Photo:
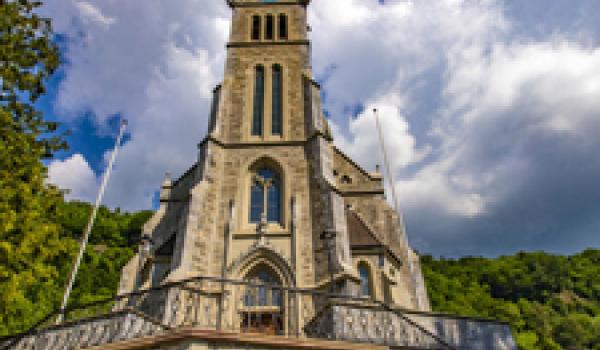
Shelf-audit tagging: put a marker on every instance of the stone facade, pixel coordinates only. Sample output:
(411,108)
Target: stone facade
(202,227)
(273,238)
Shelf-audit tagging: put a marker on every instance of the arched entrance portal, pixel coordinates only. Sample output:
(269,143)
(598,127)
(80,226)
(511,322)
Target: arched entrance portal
(262,310)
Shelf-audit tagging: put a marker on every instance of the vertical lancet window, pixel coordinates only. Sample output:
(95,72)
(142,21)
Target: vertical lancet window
(255,27)
(265,196)
(282,26)
(277,103)
(365,280)
(259,100)
(269,27)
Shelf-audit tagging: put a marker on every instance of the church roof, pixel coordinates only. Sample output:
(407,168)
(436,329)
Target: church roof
(359,233)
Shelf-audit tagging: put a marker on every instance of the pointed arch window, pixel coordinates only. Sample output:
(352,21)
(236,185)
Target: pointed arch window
(263,310)
(259,100)
(365,280)
(277,103)
(255,27)
(264,291)
(269,27)
(282,26)
(265,196)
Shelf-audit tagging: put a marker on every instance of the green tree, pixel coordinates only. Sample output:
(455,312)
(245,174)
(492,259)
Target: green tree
(30,244)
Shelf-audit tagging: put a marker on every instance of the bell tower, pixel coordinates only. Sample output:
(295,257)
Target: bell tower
(267,56)
(270,196)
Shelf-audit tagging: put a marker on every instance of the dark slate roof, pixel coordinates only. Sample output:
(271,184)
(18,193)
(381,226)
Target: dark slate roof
(359,233)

++++++

## How to complete this task
Find the word "every" in the entries. Copy each line that holds it.

## Task result
Shelf-audit tagging: put a marker on every instance of the stone facade, pixel coordinates only. Sample output:
Shelf-audit tagging: put a marker on every instance of the arched entrance portal, pixel coordinates only. Sample output:
Shelf-audit tagging: put a marker on every instance of the vertical lancet window, pixel coordinates only. Sample output:
Shelf-audit tagging: put a marker on every instance of the church roof, pixel coordinates only. Sample output:
Shelf-audit tagging: put a marker on every instance of the pointed arch window, pixel coordinates only. Sample output:
Shelf-audit tagging: put a marker on every instance of the green tree, pixel coordinates only. Sample output:
Shelf-audit tagging: put a marker on every instance of the bell tower, pixel coordinates only. Sample output:
Shelf-audit tagging: put a marker on every instance of the dark slate roof, pixel coordinates only. Sample output:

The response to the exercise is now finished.